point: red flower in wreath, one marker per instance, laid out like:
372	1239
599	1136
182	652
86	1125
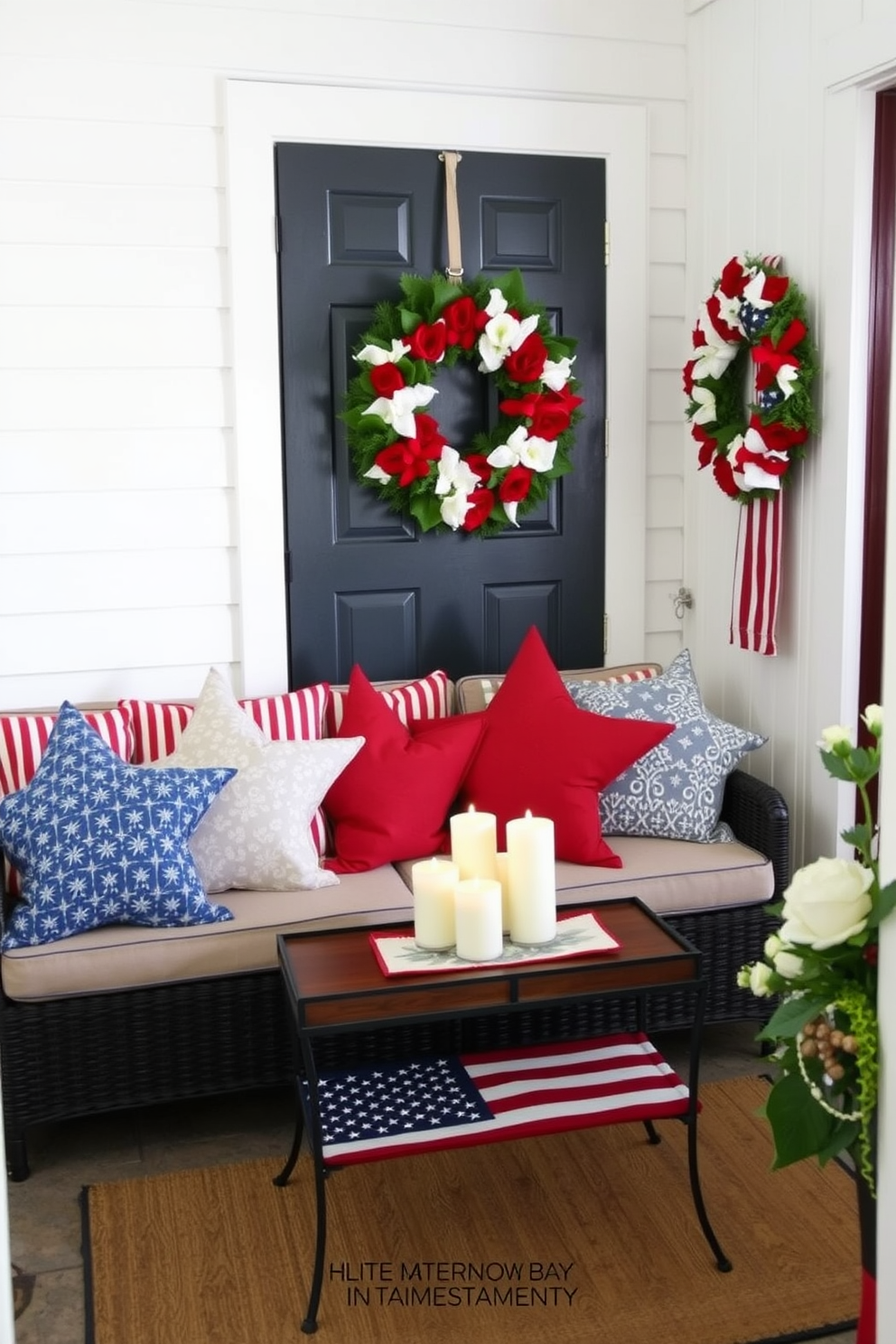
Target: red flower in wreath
754	317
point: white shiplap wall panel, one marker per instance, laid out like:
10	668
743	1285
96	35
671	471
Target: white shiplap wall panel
97	398
115	336
667	338
636	22
196	632
141	520
126	277
104	686
52	212
44	462
311	47
120	338
667	236
47	583
118	88
664	449
79	151
667	291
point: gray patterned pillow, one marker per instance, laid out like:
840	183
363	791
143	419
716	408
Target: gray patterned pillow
676	789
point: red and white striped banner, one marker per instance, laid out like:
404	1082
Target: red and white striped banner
754	605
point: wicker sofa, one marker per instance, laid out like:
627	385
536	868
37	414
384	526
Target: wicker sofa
126	1016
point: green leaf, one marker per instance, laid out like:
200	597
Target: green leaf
884	905
799	1126
791	1016
844	1134
859	837
426	509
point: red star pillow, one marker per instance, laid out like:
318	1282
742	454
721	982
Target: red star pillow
394	798
542	753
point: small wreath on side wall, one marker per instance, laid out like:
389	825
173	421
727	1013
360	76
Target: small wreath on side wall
397	445
754	320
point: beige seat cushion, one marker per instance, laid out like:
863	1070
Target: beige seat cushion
126	956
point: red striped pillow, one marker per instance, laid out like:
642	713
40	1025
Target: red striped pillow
23	740
413	702
292	716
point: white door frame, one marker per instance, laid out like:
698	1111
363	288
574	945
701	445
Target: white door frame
261	115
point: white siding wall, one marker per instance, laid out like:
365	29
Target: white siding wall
785	167
118	546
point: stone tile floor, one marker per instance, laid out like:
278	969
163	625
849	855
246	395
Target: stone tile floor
44	1215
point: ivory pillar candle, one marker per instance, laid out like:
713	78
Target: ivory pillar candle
477	919
505	891
532	879
433	882
474	845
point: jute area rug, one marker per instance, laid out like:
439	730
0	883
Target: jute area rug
581	1238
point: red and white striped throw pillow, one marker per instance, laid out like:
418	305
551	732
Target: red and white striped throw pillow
413	702
292	716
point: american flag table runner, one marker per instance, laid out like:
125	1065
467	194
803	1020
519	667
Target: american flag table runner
397	1109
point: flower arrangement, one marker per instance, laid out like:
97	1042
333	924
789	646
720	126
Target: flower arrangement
397	445
824	964
755	316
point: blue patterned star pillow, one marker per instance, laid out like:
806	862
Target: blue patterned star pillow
99	842
676	789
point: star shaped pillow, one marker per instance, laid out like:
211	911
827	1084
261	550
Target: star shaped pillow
258	834
98	842
543	754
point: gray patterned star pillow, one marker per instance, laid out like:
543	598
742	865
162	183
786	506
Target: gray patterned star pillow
676	789
98	842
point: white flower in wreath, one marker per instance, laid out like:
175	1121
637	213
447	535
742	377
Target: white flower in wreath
377	355
454	509
712	359
454	475
397	409
752	475
786	379
502	333
556	372
730	309
523	449
705	399
752	292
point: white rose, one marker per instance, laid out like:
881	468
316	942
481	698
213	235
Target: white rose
826	903
760	976
873	718
789	966
772	947
835	737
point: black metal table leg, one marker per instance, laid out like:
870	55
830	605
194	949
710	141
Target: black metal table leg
283	1179
694	1081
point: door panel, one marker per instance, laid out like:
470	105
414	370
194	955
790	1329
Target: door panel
366	585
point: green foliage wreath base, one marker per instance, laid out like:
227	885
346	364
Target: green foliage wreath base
424	302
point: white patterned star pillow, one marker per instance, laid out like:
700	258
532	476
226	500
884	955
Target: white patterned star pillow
98	842
257	836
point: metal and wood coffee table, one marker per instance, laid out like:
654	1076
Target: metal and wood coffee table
335	984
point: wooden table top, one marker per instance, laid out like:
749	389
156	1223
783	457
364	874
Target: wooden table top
333	979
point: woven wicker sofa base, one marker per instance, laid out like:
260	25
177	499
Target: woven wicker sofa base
96	1054
86	1055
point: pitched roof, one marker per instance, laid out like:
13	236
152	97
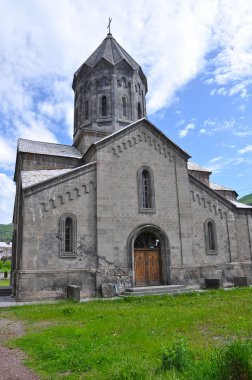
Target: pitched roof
196	167
216	186
239	205
50	149
110	50
33	177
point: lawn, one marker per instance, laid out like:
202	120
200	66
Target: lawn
163	337
5	282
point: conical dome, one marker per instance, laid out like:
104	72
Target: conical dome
110	89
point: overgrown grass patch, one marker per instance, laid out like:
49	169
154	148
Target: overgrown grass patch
161	337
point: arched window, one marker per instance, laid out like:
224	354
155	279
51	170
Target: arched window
139	110
104	106
146	196
76	121
86	110
210	236
124	106
67	235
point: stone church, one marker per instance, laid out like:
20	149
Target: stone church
122	207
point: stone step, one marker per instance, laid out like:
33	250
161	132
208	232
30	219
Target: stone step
156	290
5	291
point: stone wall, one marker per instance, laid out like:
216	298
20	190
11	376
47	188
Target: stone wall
42	268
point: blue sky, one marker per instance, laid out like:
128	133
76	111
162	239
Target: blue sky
197	56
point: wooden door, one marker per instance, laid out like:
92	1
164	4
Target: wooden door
147	267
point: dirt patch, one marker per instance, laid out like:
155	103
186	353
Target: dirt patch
11	360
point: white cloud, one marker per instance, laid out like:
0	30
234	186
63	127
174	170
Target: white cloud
246	149
215	159
219	126
223	163
184	132
44	42
232	65
7	199
7	154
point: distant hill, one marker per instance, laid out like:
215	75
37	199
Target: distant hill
6	232
247	199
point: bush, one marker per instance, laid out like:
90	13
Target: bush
234	362
177	356
231	362
7	264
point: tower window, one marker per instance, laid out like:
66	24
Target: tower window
67	235
139	110
210	236
104	106
86	110
146	196
124	103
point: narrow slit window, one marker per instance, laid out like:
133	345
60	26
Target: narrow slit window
139	110
211	240
210	237
146	196
68	235
104	106
124	106
86	110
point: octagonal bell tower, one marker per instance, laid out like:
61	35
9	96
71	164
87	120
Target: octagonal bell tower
110	89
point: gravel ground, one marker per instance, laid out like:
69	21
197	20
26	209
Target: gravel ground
11	361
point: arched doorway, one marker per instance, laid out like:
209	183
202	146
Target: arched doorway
147	262
149	256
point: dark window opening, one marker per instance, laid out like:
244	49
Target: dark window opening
68	235
211	237
86	110
146	195
104	106
139	110
146	240
124	107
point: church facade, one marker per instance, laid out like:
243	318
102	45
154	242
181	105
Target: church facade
123	205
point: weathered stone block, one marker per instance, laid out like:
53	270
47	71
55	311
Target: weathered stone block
107	290
213	283
73	292
241	281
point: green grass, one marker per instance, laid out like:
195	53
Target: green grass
135	338
6	231
5	265
247	199
5	282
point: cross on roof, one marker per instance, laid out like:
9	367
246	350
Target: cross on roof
108	27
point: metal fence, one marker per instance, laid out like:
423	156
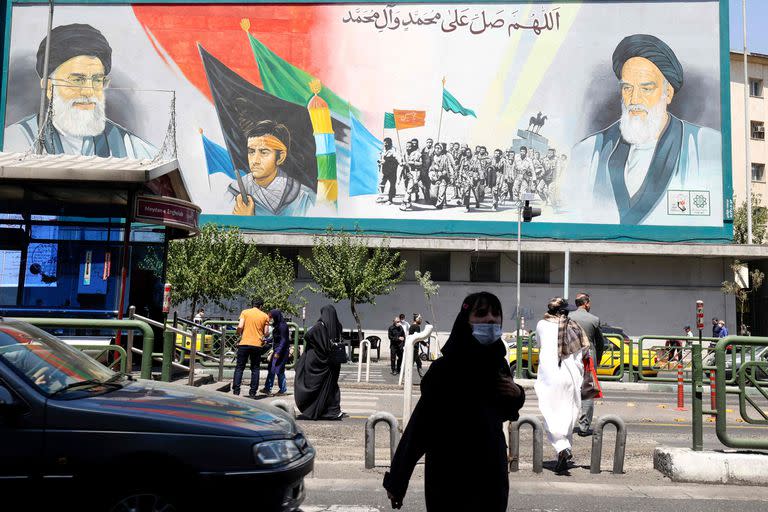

:::::

Request: Rewrite the stretch from the line containing "point: green grass, one" through the end of the items, requests included, shifting every answer coordinate by adding 46 to it. Omit the pictures from your answer.

Task output:
point: green grass, one marker per instance, laid out like:
195	53
Target: green grass
181	384
52	277
51	311
293	245
51	328
point: cross on roof, one marker per instance, laid out like:
9	367
246	350
Target: cross on roof
154	73
point: metal fence, one marker per instance, laid out like:
423	156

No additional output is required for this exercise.